* _Article_
►

Multiple CUDA/RTX/Vulkan application crashing with Xid (13,109) errors

Just had a hard lock for 30 seconds that booted the other plays out of my multiplayer game. It feels like it’s the same thing that happens during the CTX Switch Timeouts but it was able to recover. I didn’t really find anything in the journalctl/dmesg logs.

545.29.06 on kernel 6.7.4, RTX 2060 Super. Arch linux.

nvidia-bug-report.log.gz (425.3 KB)

I see similar behaviour in Warframe- long, hard freezes followed by stutters but it is able to recover. It always kills networking (or something network adjacent) and boots the other players if my desktop PC is hosting. My player is usually dead when it recovers so it’s a visual thing and the game is still running/playing audio while frozen visually.

I tested 550.40.07 with Metro Exodus PC Enhanced Edition and Horizon Zero Dawn, both seem to work fine now.

With Metro the Xid occurred while running the game on the desktops native resolution right before entering the main menu.
With Horizon Zero Dawn the issue could be triggered by running the benchmark at lest 2 times and sometimes spontaneously in-game.

For other apps/games mentioned throughout this thread I can not give any feedback on the recent driver situation.

OS: openSUSE Aeon
Kernel: 6.7.2-1-default
DE: Gnome 45.3
Wayland Compositor / X11 WM: Mutter 45.3
libwayland-client0: 1.22
libwayland-server0: 1.22
xwayland: 23.2.4

1 Like

Seeing this issue with World of Warcraft, even on the latest drivers:

OS: Garuda Linux
Kernel: 6.7.4-zen1-1-zen
Resolution: 2560x1440
DE: Plasma 5.27.10
WM: kwin
Wayland
CPU: AMD Ryzen 9 7950X3D (Gaming cores pinned to process)
GPU: NVIDIA GeForce RTX 3080
Driver version: 550.40.07

NVRM: Xid (PCI:0000:01:00): 109, pid=130187, name=WoW.exe, Ch 0000005c, errorString CTX SWITCH TIMEOUT, Info 0x4c059

Was seeing it before the driver patch, still am. Seems unrelated to whether Ray Tracing is enabled in settings. Unpredictable timing, but I think it’s on asset loads of some kind.

◄

* _Job_
Answer these questions about the thread above:
1. Which graphics card does the person running World of Warcraft list?
2. Which two games were tested with driver 550.40.07 and now seem to work fine?
3. What kernel version is given alongside openSUSE Aeon?

Annotation dataset entries:

►

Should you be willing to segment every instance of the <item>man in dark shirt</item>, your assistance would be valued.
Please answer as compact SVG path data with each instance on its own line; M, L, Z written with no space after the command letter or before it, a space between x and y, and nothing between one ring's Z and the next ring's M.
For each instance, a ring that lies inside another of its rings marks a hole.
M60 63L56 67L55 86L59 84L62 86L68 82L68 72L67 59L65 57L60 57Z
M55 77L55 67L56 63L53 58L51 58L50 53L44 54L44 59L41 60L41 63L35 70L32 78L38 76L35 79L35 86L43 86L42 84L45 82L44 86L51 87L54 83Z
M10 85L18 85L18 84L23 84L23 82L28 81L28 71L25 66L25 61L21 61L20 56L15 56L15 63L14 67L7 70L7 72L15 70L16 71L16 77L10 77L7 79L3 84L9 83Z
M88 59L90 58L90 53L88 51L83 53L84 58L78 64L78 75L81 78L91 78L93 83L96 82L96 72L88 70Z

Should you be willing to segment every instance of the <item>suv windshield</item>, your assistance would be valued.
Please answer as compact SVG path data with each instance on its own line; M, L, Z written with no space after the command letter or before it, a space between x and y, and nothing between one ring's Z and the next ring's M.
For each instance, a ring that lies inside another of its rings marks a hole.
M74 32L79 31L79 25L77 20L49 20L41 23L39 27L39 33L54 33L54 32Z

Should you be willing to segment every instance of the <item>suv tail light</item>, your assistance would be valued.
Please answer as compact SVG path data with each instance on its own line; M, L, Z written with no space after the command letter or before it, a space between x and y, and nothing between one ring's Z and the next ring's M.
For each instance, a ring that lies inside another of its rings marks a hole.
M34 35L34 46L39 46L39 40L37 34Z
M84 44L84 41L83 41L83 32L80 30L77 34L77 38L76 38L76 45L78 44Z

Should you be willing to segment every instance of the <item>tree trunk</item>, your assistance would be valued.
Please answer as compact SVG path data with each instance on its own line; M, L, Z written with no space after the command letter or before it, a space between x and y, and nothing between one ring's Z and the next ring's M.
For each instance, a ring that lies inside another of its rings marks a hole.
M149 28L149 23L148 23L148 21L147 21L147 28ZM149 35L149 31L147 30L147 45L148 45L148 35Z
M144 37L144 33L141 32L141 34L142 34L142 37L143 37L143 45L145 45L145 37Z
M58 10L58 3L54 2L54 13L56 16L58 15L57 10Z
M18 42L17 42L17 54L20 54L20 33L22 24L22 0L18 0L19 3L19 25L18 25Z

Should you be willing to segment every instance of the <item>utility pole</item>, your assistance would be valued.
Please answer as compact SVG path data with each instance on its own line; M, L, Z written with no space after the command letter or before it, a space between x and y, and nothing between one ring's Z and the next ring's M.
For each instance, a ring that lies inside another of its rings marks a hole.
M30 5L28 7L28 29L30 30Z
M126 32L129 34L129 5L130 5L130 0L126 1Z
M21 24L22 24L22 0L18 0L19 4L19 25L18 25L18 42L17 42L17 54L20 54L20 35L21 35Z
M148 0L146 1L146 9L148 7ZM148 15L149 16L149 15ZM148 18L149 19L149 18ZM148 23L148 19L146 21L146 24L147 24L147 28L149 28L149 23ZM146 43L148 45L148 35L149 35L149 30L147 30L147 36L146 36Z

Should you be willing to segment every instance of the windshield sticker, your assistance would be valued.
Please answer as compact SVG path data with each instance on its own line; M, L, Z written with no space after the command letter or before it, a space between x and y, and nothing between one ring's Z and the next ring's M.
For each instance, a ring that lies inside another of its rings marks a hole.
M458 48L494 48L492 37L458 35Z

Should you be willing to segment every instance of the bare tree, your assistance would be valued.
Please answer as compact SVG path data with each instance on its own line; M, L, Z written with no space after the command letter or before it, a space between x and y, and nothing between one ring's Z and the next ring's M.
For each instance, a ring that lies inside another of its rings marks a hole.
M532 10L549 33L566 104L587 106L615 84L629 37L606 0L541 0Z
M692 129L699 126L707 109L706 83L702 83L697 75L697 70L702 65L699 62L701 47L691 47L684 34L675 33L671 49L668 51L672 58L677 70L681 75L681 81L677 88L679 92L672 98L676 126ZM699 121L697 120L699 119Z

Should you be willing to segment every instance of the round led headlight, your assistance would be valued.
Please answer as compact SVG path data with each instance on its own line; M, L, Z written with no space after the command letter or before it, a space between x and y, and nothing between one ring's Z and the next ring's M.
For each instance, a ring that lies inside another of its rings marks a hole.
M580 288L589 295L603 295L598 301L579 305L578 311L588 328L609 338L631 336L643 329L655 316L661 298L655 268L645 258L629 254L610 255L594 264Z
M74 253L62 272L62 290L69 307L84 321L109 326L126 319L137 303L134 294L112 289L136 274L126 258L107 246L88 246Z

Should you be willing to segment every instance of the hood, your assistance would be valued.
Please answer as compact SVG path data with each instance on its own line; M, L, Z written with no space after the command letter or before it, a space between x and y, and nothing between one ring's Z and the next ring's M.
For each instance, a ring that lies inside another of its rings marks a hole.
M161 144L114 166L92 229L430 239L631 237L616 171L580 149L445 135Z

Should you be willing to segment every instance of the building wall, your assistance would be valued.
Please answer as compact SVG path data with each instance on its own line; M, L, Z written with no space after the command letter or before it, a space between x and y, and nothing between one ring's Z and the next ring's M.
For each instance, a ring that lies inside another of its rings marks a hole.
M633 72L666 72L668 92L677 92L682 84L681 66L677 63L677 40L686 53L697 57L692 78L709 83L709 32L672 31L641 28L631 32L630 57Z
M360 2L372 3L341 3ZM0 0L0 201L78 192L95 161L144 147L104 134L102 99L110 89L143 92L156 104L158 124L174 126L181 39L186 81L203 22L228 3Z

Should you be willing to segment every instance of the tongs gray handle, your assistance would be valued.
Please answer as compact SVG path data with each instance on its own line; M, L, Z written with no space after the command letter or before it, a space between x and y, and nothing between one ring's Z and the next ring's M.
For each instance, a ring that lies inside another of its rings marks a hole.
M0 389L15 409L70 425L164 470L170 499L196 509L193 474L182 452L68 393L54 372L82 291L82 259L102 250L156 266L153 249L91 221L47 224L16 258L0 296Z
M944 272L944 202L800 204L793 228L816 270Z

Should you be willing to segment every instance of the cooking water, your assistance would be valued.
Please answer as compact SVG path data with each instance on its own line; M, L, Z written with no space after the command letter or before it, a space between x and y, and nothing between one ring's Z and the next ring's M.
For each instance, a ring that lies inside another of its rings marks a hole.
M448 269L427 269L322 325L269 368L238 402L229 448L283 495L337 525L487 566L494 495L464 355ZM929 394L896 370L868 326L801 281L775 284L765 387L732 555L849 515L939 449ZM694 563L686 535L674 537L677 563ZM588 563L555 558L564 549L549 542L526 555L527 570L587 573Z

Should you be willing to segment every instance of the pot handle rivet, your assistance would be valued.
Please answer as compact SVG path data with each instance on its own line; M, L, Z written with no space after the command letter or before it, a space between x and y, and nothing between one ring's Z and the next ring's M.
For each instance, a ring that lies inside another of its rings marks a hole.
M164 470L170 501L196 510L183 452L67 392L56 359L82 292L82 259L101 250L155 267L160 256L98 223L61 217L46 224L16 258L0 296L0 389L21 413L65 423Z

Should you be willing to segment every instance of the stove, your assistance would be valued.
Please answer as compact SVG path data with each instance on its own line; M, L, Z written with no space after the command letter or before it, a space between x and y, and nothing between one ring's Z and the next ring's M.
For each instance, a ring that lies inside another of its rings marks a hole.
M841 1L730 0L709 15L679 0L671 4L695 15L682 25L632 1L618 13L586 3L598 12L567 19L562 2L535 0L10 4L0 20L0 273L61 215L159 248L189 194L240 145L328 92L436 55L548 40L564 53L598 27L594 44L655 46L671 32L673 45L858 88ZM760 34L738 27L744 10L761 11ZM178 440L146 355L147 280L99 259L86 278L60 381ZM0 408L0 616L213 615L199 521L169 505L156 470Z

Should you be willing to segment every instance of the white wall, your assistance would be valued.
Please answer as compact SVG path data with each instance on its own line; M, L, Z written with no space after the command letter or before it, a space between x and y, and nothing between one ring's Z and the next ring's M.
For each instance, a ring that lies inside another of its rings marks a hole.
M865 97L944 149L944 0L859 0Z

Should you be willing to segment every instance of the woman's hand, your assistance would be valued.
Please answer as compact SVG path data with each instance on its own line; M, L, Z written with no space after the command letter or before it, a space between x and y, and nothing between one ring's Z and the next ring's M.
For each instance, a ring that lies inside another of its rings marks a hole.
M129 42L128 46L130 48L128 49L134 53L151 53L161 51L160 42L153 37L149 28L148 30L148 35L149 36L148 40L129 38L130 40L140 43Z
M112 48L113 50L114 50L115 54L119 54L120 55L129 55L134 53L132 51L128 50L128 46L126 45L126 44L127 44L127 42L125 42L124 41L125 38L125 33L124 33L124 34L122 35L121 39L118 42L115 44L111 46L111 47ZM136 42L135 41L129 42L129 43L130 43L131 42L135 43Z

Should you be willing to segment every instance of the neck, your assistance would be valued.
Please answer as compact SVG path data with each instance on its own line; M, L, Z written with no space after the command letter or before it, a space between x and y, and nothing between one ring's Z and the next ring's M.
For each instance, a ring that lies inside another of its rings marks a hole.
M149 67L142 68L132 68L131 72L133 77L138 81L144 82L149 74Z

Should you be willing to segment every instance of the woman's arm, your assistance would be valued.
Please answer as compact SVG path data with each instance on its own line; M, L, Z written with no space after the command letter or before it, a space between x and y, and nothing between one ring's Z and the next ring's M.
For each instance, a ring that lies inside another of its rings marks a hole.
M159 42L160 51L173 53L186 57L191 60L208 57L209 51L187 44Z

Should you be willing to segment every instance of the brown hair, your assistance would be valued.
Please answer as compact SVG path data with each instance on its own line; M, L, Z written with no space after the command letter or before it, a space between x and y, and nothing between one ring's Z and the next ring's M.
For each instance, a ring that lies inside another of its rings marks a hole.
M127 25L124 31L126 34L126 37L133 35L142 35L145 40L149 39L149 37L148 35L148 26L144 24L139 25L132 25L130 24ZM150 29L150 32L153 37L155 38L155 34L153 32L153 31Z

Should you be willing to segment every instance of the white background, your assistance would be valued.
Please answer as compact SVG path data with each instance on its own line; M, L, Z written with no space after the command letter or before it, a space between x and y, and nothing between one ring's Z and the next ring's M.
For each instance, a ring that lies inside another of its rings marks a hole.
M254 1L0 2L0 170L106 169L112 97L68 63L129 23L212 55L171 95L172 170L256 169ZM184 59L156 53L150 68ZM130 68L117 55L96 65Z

◄

* _Response_
1. NVIDIA GeForce RTX 3080
2. Metro Exodus PC Enhanced Edition and Horizon Zero Dawn
3. 6.7.2-1-default